If we Own our Sh*t—we have to Own our Good Too.

girl letting go sad alone forgive

“So, what’s your club about?” The student reporter asked as she and her friends gathered around my desk to learn more about what this idea of the Run, Flow, Write club would involve.

I explained that it would involve movement and journal writing as tools to help us navigate some of life’s challenges. “After all,” I concluded, “we all get a little stressed and could use a space to deal with those stresses.”

The interviewer remarked that she thought it sounded like a good club and would like to participate. Her friend replied, “This sounds like a good club for the suicidal kids.”

The statement unnerved me a little bit because I knew that’s exactly the type of student I wanted to help: to provide a space that I would have needed when I was younger. Just as I promised myself at the age of sixteen, just hours after trying to hang myself—while my mom sat with me trying to understand what would make me want to do this—I became the English teacher that I dreamed of being.

We walk along Richmond Street to Riverwards Cafe. This is our summer morning routine; walking to get coffee and chatting about life. My friend—more like a little brother—Alex and I talk about the fundraisers happening at Donna’s Bar, which his family owns.

He and I developed and implemented a plan for using karaoke to raise money for various charities in Philadelphia. As Alex credits me with their success, I speak about how these events would not have been possible without him.
....
■ WHAT IS NEEDED ■
According to the passage, what does Alex's family own? Work only from the passage.

■ ENTRIES SHOWN ■
....
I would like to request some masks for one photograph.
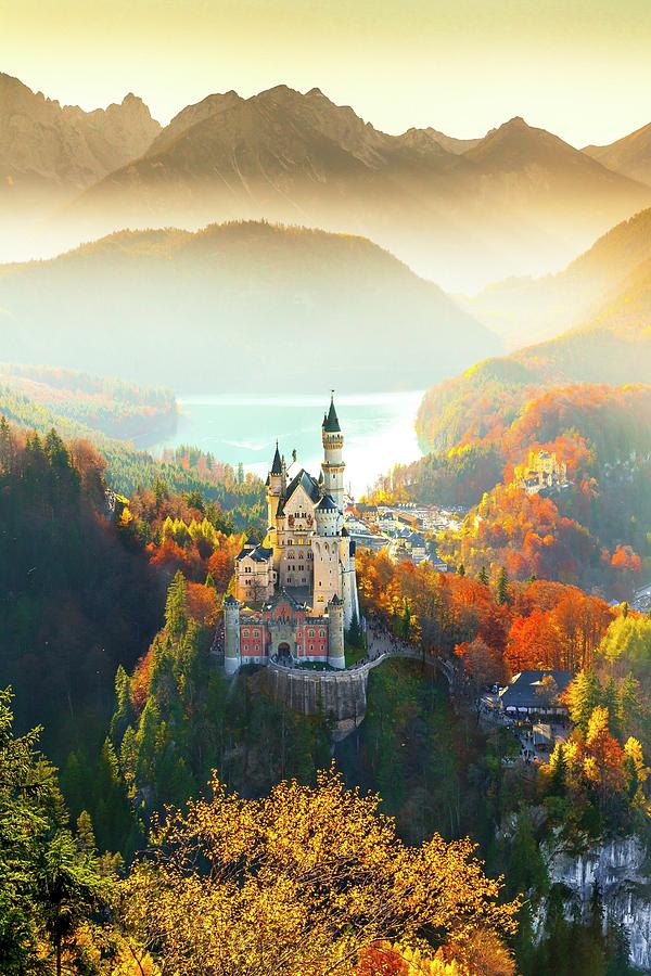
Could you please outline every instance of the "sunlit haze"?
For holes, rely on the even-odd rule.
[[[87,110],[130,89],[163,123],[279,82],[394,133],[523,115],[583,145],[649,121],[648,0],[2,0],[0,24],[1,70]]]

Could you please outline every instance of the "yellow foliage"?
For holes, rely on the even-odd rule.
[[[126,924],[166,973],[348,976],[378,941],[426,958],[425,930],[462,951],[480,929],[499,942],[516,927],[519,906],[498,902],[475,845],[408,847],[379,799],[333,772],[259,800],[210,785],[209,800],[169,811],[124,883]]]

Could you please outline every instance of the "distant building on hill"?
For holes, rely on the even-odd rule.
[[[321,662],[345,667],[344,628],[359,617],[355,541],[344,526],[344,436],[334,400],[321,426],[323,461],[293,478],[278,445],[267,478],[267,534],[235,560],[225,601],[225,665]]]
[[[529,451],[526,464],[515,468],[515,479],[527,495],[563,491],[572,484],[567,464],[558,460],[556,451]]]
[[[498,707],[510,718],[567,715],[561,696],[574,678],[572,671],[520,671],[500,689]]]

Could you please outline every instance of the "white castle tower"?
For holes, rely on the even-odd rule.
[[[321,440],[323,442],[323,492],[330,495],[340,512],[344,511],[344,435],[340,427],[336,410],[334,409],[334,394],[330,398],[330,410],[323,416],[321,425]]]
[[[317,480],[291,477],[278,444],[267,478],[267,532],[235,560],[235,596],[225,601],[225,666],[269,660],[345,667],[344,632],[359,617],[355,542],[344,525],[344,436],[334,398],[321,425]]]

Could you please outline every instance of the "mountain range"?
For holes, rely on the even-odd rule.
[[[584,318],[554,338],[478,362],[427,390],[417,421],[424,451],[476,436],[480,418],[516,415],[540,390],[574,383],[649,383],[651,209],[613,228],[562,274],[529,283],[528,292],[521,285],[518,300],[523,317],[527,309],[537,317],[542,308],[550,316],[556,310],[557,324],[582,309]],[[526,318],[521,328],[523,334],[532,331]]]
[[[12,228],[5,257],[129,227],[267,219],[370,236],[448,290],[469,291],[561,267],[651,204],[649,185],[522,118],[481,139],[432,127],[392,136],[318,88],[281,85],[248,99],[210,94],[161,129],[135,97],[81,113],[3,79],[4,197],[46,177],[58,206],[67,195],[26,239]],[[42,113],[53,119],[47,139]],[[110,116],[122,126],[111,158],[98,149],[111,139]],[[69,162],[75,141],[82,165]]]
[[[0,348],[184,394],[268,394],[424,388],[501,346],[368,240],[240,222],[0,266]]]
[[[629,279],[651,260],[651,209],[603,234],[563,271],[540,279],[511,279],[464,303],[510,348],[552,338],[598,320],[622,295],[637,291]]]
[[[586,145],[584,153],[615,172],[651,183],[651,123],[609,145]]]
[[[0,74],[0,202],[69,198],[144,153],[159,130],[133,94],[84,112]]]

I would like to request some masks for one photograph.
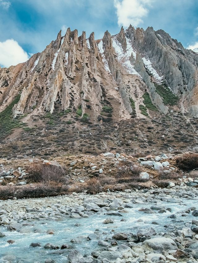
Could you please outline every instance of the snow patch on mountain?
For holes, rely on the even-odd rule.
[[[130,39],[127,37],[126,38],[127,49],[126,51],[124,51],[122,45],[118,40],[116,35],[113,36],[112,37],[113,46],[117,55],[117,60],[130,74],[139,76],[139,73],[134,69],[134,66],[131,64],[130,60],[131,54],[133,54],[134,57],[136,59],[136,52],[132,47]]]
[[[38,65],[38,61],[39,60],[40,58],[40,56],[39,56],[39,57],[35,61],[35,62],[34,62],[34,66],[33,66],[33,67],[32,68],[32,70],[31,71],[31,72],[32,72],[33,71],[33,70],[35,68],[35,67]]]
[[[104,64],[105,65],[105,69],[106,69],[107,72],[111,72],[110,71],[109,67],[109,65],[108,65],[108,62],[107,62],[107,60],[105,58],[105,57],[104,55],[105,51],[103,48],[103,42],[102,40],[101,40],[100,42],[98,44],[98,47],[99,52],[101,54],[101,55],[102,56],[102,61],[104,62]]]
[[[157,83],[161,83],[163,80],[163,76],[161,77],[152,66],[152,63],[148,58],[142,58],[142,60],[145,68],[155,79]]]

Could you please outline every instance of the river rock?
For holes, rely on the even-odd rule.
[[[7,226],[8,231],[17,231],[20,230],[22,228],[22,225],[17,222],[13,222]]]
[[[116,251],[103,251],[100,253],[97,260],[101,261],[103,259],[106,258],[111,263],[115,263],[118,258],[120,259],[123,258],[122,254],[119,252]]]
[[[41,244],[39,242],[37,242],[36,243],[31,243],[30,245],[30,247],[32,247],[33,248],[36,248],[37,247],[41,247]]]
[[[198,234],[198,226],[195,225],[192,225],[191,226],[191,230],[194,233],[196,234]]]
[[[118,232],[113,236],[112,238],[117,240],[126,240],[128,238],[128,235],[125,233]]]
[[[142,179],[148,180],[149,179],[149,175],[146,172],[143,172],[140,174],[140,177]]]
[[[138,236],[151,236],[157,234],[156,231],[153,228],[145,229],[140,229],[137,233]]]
....
■ TASK RESULT ■
Donna's Bar.